SET TASK:
Please add 34 to each x and y coordinate among the items below, and write out every line from the one containing "Point out the row" through the one containing "x=296 y=343", inclusive, changing nothing else. Give only those lines.

DATA FOR THE TASK:
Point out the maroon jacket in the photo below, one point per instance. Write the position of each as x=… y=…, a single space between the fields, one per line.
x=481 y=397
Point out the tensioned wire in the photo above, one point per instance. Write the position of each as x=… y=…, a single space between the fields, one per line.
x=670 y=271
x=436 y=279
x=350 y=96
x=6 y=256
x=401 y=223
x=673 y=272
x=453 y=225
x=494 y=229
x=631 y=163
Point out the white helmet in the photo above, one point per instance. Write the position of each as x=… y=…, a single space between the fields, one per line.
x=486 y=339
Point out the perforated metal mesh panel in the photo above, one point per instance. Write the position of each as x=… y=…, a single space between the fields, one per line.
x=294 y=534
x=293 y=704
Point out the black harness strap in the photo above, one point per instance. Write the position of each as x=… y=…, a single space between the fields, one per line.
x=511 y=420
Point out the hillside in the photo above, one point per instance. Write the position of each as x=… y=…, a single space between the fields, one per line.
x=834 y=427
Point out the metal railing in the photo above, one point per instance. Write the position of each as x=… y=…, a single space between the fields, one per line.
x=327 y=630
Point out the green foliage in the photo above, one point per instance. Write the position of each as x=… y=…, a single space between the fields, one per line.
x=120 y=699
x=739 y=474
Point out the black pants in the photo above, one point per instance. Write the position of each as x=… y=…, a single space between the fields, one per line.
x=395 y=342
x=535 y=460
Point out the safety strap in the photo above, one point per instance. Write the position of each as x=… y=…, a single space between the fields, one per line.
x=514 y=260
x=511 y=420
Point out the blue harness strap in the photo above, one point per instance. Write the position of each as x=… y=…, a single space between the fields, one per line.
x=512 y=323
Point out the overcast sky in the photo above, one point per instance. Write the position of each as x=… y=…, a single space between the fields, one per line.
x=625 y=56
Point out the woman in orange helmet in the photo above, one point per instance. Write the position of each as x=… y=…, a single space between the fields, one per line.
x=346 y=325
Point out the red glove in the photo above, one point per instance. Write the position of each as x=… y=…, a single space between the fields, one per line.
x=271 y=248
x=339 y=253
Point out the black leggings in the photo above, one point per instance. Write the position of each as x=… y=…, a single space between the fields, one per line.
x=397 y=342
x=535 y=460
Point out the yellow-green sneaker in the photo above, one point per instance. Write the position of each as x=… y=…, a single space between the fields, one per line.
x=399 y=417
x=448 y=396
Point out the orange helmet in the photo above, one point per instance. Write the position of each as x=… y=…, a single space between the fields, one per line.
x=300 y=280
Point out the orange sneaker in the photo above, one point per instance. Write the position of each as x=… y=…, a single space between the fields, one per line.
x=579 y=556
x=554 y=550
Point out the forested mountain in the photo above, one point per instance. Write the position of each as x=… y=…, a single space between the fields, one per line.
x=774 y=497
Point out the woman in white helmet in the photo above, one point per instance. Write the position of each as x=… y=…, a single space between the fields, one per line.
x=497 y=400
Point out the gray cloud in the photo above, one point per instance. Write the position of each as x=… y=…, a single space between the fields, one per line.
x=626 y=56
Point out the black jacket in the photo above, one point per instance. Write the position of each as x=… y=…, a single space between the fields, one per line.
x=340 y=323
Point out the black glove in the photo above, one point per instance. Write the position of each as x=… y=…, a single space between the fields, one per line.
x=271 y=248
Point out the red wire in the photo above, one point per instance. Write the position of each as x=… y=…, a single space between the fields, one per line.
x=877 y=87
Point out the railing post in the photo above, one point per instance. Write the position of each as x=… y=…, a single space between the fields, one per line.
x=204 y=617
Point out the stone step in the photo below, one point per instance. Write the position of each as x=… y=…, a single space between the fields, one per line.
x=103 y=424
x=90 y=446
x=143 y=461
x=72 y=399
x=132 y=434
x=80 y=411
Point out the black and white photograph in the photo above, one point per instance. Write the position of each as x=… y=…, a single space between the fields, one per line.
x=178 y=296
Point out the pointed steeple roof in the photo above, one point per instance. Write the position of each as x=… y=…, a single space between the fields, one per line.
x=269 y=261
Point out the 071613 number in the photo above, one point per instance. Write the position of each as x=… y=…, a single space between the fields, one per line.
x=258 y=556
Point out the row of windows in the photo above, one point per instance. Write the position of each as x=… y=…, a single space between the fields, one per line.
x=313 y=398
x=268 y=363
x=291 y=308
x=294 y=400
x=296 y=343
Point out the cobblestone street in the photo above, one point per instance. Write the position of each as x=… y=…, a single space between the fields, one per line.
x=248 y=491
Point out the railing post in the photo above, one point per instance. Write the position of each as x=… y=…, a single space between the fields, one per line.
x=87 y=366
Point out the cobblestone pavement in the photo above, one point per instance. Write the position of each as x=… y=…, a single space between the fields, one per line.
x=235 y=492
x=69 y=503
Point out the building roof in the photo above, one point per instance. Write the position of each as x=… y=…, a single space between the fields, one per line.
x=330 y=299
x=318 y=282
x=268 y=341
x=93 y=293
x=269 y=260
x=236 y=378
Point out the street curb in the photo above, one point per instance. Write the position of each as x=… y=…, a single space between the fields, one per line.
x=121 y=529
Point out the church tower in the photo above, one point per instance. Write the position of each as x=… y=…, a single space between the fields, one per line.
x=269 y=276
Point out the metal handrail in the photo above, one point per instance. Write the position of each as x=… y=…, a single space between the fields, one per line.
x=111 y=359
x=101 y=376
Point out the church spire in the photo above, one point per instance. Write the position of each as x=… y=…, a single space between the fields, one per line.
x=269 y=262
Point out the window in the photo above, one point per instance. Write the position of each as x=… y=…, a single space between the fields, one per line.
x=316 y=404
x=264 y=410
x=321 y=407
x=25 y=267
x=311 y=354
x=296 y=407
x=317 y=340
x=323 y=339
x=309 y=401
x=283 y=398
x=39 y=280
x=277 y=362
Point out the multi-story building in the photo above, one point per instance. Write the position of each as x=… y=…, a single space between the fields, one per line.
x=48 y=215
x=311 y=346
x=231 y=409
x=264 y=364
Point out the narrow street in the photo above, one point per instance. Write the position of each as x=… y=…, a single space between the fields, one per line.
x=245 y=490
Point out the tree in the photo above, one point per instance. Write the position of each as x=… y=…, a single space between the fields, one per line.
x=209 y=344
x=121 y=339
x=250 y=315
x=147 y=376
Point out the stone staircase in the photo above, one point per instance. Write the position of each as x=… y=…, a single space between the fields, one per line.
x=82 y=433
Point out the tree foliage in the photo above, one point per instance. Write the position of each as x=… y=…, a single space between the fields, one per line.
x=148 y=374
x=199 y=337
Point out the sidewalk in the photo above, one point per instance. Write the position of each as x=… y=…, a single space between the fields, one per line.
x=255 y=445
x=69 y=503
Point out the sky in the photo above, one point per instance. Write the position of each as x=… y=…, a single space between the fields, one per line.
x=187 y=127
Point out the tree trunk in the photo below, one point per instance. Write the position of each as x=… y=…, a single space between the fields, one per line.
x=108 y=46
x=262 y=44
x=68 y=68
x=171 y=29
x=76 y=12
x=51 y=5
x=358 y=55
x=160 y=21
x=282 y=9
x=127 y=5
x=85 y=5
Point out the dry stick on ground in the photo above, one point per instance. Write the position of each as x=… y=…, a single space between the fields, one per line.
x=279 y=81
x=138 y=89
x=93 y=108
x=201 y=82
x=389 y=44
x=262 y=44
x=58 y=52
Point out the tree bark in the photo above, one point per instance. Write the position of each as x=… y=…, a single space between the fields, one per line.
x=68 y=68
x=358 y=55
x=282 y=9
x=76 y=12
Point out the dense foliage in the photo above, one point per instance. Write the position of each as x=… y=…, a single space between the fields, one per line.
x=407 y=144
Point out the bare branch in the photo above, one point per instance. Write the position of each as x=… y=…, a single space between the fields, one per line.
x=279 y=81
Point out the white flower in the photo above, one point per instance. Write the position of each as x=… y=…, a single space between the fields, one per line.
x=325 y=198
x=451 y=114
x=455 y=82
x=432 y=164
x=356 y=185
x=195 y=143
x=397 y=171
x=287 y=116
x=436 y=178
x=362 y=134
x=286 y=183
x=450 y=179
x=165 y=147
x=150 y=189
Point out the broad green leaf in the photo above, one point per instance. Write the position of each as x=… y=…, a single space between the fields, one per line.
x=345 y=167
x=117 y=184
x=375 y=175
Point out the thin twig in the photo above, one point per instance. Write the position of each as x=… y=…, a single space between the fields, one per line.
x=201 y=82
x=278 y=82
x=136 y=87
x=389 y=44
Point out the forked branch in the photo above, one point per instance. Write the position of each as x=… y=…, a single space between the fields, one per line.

RESPONSE TO THIS EXERCISE:
Point out the row of windows in the photo above, one point per instance. Write the position of each as x=… y=…, a single space between the fields, one per line.
x=347 y=432
x=302 y=397
x=325 y=342
x=328 y=434
x=330 y=377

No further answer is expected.